## GIVEN REQUEST:
Write out every one of the items below word for word, leaving the pictures out of your answer.

════════

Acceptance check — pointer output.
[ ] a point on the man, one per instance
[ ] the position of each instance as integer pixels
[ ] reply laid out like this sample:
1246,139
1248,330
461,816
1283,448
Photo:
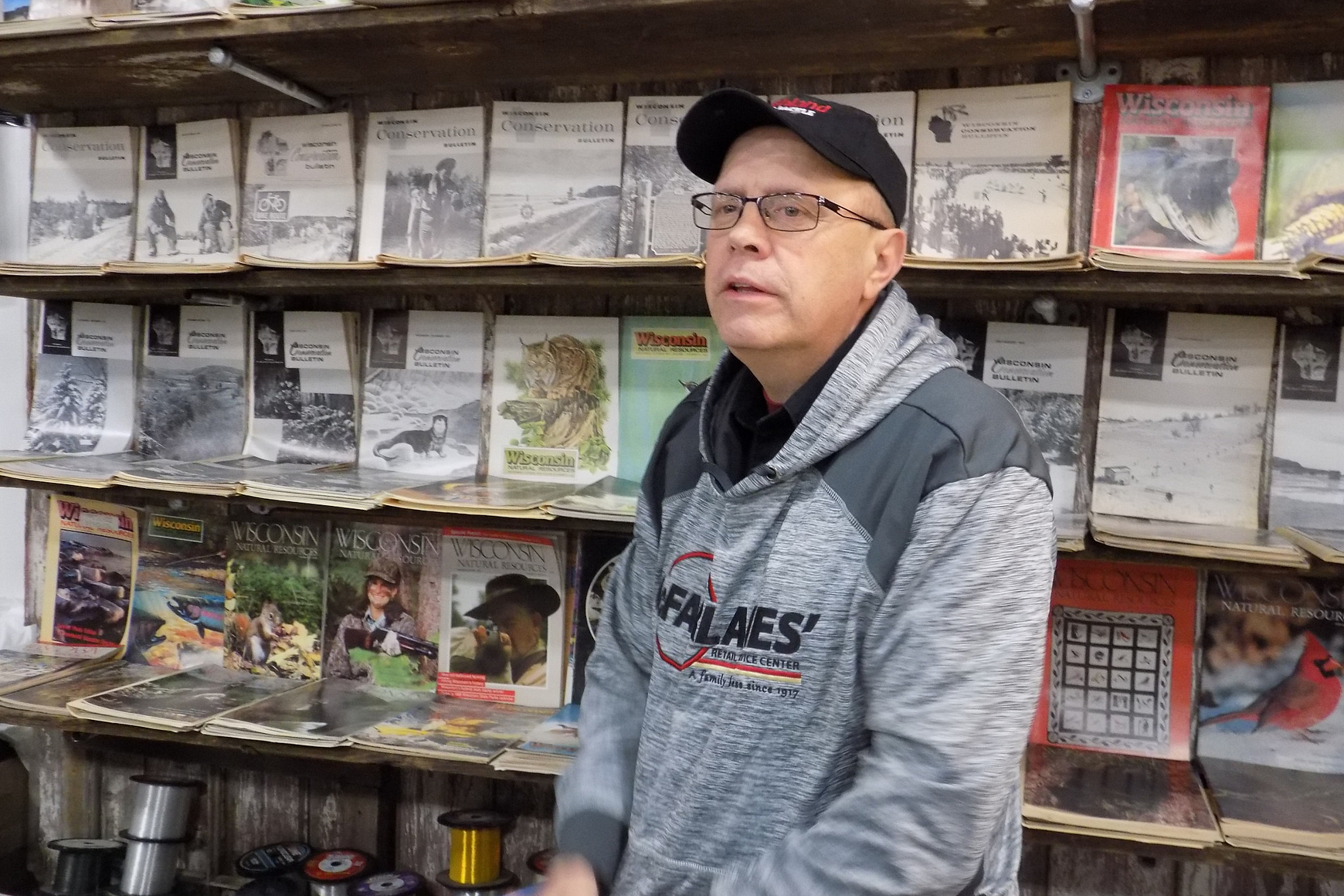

════════

## FINAL RESULT:
Acceptance check — pointer output.
[ ] a point on the man, one per instance
[ ] the position of each instance as integer pixels
[ ] reply laid out like this sample:
1246,139
1248,330
461,816
1283,448
Photo:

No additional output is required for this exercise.